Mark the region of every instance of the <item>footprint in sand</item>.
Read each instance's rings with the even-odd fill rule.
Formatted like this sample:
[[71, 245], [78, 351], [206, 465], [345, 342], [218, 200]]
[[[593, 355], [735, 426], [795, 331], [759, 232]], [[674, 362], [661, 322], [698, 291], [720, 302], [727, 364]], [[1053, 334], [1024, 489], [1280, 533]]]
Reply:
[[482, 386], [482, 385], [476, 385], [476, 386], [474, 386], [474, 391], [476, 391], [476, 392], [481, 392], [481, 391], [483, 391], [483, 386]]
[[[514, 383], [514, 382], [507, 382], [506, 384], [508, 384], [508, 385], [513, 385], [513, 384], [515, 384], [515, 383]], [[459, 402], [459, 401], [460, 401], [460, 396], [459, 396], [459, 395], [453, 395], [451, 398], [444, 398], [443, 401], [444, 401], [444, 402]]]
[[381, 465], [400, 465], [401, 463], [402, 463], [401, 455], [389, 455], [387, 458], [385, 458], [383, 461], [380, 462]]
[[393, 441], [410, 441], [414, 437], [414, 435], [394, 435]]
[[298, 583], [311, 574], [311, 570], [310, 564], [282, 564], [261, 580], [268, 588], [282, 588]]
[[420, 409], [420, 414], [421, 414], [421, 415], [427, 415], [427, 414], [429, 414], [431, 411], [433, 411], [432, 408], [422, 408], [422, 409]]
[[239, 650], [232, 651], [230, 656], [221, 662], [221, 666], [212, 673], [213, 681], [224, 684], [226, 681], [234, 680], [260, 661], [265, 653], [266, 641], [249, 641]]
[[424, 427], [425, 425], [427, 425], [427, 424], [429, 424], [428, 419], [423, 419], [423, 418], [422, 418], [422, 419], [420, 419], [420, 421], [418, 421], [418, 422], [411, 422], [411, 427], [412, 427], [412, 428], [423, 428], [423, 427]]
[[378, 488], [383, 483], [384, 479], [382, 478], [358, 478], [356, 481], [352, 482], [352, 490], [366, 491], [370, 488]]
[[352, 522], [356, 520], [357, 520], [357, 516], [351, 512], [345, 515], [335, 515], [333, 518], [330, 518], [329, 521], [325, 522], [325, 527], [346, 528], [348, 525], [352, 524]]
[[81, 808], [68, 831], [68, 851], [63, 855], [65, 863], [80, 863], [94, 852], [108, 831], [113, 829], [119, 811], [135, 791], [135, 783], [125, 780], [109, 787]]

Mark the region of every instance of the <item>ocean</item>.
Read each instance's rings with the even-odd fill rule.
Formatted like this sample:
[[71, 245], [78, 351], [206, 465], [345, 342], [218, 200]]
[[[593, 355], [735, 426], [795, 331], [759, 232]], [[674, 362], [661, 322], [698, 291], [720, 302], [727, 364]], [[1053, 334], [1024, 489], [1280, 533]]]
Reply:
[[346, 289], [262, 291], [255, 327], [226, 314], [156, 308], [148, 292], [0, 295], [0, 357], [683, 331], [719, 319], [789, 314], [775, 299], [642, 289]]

□ □ □ □ □ □ □

_What to do_. Find the string "Mark" in the data. Report each line it appears in.

_Exercise answer_.
Mark the region of every instance of the <item>footprint in sand</item>.
Mark the region of every instance of the <item>ocean</item>.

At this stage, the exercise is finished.